INSTRUCTIONS TO FOLLOW: What do the lines say from the one containing "Expected: for every instance of the tire" to the end of the records? Restate them word for word, and only those.

START

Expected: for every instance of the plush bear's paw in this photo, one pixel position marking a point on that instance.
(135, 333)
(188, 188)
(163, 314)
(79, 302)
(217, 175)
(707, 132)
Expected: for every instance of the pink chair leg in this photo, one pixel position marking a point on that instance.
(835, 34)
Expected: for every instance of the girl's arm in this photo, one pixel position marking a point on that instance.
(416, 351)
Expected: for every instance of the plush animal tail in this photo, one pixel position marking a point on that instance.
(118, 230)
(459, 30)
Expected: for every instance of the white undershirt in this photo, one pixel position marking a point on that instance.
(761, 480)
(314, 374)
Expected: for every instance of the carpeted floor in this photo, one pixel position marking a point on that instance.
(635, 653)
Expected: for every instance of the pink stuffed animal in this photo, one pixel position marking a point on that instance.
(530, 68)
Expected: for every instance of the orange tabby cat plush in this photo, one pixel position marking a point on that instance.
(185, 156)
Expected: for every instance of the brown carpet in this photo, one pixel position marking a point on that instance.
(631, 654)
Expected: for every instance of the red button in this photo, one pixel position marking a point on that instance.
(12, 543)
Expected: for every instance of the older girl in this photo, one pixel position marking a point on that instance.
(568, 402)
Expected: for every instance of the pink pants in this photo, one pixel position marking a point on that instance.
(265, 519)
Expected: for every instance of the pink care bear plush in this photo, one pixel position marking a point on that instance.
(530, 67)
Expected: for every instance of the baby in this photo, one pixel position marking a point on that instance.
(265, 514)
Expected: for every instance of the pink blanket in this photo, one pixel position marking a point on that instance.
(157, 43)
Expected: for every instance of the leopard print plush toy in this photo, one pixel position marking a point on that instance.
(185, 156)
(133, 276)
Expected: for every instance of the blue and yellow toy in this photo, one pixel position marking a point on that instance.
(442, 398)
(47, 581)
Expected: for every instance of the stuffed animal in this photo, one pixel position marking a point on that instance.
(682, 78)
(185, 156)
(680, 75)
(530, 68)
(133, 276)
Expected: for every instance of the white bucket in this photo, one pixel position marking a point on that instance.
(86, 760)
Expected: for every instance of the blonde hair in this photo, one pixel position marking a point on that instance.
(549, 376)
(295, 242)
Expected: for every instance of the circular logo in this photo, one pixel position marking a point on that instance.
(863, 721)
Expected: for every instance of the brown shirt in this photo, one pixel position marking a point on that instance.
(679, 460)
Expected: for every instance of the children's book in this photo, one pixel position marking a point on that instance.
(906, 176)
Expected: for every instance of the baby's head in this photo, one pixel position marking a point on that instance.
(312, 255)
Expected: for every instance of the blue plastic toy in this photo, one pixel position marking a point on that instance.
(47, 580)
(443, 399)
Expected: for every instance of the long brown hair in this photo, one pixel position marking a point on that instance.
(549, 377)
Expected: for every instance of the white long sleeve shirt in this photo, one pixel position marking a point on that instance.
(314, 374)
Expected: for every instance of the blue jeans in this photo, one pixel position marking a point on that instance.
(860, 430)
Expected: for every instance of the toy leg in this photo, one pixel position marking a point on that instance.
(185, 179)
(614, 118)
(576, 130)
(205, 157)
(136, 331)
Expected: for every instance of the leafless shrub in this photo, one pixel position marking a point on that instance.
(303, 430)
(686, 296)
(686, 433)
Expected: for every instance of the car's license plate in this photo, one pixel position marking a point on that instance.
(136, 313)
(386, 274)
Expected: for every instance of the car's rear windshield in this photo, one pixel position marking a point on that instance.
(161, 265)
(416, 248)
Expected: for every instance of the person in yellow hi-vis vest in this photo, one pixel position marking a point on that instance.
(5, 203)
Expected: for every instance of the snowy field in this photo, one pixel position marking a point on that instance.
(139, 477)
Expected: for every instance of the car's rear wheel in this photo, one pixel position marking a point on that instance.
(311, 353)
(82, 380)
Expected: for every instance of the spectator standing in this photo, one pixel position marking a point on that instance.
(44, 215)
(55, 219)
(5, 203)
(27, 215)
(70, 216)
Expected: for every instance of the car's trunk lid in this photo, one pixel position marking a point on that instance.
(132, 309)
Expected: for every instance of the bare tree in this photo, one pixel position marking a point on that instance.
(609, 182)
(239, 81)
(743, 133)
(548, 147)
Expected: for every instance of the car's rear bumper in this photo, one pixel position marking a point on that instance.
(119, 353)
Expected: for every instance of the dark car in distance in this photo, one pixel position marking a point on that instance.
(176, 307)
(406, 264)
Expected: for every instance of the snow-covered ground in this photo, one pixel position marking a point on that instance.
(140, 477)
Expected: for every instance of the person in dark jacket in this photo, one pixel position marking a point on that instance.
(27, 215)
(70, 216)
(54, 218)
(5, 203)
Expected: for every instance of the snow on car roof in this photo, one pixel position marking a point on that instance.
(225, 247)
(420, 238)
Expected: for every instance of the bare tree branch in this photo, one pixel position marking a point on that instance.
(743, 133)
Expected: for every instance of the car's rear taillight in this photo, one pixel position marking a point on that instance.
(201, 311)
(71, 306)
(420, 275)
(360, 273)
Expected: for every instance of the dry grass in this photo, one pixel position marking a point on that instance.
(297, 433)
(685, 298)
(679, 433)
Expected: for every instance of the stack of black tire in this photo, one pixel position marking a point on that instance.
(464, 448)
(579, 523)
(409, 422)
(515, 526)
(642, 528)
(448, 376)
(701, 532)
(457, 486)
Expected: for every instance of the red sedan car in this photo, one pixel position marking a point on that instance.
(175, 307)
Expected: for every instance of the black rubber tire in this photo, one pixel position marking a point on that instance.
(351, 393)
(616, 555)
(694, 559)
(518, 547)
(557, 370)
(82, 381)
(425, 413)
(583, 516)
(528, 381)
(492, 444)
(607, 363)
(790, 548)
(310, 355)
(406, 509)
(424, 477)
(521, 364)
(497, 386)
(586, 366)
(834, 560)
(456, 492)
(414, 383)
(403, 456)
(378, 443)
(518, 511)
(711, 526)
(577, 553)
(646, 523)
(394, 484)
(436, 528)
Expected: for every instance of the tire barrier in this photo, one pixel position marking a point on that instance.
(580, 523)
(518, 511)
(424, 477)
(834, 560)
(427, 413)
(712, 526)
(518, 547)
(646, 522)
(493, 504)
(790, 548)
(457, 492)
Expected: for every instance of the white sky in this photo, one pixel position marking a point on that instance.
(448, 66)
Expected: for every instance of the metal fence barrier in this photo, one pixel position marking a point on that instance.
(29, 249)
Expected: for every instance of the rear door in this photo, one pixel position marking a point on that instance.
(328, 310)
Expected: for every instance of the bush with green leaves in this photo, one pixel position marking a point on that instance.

END

PROBLEM SOLUTION:
Expected: for every instance of the tire barrier in this photo, one pixel position marking a point on that instance.
(580, 523)
(518, 511)
(424, 477)
(834, 560)
(427, 413)
(712, 526)
(518, 547)
(646, 522)
(493, 504)
(790, 548)
(457, 492)
Expected: for every instance of the white sky in this photo, one pixel position marking a point on that instance.
(448, 66)
Expected: for every instance of the metal fence barrier in this photo, one pixel position marking a point on that instance.
(29, 249)
Expected: for every instance of the rear door in this photo, one pixel position marking a point on that instance.
(328, 310)
Expected: for every instance of the bush with green leaves in this photo, one pixel position marking a point on that instance.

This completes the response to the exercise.